You are viewing a plain text version of this content. The canonical link for it is here.
Posted to commits@kudu.apache.org by jd...@apache.org on 2016/07/22 22:02:26 UTC

[6/9] incubator-kudu git commit: ksck: fix a crash in checksum mode on tables with many tablets

ksck: fix a crash in checksum mode on tables with many tablets

In the case that the list of tablets had to be fetched in multiple
batches, we would improperly re-fetch the last tablet of the previous
batch as the first tablet of the next batch. This would then cause
a tablet to be inserted twice into the list, which would later cause
a CHECK failure when we tried to InsertOrDie() this tablet ID into
a map.

This fixes the issue by making sure that we look for more tablets starting with
the *successor* partition key compared to the previous tablet we fetched.
I also updated the integration test to use a table with more tablets
so that the batching code was exercised.

## Data listing
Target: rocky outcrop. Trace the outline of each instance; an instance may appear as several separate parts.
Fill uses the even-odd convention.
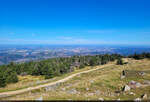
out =
[[[129,85],[129,87],[132,88],[132,89],[139,88],[139,87],[142,86],[141,83],[136,82],[136,81],[133,81],[133,80],[130,81],[130,82],[128,83],[128,85]]]
[[[122,89],[122,91],[130,91],[130,87],[128,85],[125,85]]]
[[[144,100],[147,99],[147,94],[143,94],[143,95],[141,96],[141,98],[144,99]]]
[[[134,101],[141,101],[141,98],[136,98],[134,99]]]

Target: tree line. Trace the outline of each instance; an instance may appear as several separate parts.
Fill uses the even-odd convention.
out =
[[[136,58],[136,55],[129,56]],[[141,56],[141,55],[138,55]],[[145,58],[150,58],[149,54],[142,54]],[[75,68],[82,69],[85,66],[96,66],[107,64],[110,61],[117,60],[118,65],[122,65],[123,61],[119,54],[104,54],[94,56],[72,56],[62,58],[52,58],[42,61],[31,61],[27,63],[15,64],[11,62],[8,65],[0,66],[0,87],[5,87],[9,83],[18,82],[17,75],[43,75],[45,79],[60,76],[65,73],[73,72]]]

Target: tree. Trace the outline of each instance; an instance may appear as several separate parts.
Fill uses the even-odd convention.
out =
[[[53,71],[52,68],[49,68],[47,75],[45,75],[45,79],[50,79],[50,78],[53,78],[53,77],[54,77],[54,71]]]
[[[0,87],[6,86],[6,78],[4,77],[4,74],[0,73]]]
[[[6,82],[7,83],[16,83],[16,82],[18,82],[18,77],[17,77],[16,72],[11,72],[10,75],[7,75]]]
[[[123,65],[123,60],[121,58],[118,58],[117,65]]]

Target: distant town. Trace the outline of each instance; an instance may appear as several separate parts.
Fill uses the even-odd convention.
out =
[[[55,57],[75,55],[112,54],[130,55],[150,52],[150,47],[102,46],[102,45],[5,45],[0,46],[0,65],[10,62],[22,63]]]

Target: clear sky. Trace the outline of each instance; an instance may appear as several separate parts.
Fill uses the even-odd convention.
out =
[[[0,44],[150,44],[150,0],[0,0]]]

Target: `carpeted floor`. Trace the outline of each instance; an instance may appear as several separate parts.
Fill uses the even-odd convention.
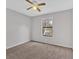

## Problems to solve
**1.** According to the ksck commit message, what did the author change about the integration test?
**2.** Extend the ksck commit message, picking up right after its last sentence.

## Results in order
**1.** The integration test was updated to use a table with more tablets so that the batching code was exercised.

**2.**
Change-Id: I4ca7ef75bd22ce27885e31ab20cf0e8e0ee2d355
Reviewed-on: http://gerrit.cloudera.org:8080/3714
Tested-by: Kudu Jenkins
Reviewed-by: Jean-Daniel Cryans <jd...@apache.org>


Project: http://git-wip-us.apache.org/repos/asf/incubator-kudu/repo
Commit: http://git-wip-us.apache.org/repos/asf/incubator-kudu/commit/bcf1adc1
Tree: http://git-wip-us.apache.org/repos/asf/incubator-kudu/tree/bcf1adc1
Diff: http://git-wip-us.apache.org/repos/asf/incubator-kudu/diff/bcf1adc1

Branch: refs/heads/master
Commit: bcf1adc1b88fe28bf89b4b8c1a4daac96c7f0242
Parents: 2e04bf5
Author: Todd Lipcon <to...@apache.org>
Authored: Wed Jul 20 15:40:34 2016 -0700
Committer: Jean-Daniel Cryans <jd...@apache.org>
Committed: Fri Jul 22 20:34:58 2016 +0000

----------------------------------------------------------------------
 src/kudu/tools/ksck_remote-test.cc | 11 ++++++++---
 src/kudu/tools/ksck_remote.cc      | 16 +++++++++-------
 2 files changed, 17 insertions(+), 10 deletions(-)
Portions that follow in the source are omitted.